## [Aim of the exercise]
Return each line of the entries that mentions the word "ground".

───── Task data

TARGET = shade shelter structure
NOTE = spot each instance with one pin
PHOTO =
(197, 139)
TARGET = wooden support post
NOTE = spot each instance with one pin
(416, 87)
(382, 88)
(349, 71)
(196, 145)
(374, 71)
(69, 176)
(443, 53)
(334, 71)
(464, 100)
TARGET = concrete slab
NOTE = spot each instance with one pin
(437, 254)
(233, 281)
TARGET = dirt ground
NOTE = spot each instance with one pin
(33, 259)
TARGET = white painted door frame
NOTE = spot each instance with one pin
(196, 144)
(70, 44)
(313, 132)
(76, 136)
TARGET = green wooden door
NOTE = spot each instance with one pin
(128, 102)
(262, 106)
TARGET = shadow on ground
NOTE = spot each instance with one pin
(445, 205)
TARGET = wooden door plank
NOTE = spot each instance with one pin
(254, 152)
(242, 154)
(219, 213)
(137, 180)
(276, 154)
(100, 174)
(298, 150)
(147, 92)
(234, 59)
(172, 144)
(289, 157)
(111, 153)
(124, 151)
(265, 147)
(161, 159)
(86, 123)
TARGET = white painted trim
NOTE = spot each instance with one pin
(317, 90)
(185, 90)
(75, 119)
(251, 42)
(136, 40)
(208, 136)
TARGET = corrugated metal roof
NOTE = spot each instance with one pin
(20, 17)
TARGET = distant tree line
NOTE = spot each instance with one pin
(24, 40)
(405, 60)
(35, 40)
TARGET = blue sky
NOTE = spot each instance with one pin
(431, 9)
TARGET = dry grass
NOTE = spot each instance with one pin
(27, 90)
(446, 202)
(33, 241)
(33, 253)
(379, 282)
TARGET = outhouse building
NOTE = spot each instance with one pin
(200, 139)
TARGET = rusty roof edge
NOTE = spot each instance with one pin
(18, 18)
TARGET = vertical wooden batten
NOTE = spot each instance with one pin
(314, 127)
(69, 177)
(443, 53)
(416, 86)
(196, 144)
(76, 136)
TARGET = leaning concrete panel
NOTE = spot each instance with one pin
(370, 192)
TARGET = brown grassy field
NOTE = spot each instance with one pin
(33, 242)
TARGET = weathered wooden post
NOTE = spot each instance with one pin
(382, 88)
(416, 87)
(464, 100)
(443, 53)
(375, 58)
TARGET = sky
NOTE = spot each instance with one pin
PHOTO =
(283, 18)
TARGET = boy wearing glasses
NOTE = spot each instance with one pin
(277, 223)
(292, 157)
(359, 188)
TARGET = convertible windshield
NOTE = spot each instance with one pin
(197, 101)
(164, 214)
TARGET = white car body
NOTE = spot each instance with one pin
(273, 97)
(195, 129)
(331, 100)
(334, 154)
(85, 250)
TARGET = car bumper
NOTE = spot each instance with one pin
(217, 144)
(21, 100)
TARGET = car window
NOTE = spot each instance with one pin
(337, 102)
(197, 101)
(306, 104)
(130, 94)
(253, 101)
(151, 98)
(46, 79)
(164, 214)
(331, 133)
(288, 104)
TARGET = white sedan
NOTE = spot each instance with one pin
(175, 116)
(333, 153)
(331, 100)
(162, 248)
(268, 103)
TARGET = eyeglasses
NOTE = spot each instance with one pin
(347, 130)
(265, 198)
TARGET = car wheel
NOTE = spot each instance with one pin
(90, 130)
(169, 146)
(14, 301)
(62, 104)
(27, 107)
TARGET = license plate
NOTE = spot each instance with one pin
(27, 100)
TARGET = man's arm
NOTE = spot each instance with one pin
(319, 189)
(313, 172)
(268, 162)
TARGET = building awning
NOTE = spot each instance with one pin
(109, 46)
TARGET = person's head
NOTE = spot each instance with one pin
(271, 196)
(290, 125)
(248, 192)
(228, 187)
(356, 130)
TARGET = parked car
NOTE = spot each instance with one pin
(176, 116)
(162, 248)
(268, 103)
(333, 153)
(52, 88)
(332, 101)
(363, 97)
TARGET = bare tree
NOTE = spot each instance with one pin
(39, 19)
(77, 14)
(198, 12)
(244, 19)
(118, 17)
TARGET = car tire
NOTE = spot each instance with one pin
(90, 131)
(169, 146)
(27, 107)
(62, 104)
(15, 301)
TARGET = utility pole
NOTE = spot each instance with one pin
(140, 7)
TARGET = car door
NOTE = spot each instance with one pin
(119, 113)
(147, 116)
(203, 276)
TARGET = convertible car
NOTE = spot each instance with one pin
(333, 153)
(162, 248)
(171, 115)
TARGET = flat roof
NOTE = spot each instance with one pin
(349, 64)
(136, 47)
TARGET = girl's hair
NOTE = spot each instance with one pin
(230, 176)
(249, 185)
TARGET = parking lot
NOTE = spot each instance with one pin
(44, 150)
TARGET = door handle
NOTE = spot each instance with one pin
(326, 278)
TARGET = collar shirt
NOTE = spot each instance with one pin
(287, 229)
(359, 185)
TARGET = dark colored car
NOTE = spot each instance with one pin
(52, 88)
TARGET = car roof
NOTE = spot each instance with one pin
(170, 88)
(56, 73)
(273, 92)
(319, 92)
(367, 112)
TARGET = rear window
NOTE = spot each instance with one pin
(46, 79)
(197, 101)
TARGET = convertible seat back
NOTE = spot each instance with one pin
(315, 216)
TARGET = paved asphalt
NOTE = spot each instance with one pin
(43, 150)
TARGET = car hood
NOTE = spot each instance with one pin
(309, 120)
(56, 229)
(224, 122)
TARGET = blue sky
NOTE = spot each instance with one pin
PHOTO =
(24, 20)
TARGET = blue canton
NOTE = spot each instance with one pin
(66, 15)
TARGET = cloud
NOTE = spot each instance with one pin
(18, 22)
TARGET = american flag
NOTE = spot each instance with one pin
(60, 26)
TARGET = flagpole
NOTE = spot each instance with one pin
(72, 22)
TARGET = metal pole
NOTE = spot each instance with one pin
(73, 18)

──────────

## [Written answer]
TARGET = dirt ground
TARGET = shadow on ground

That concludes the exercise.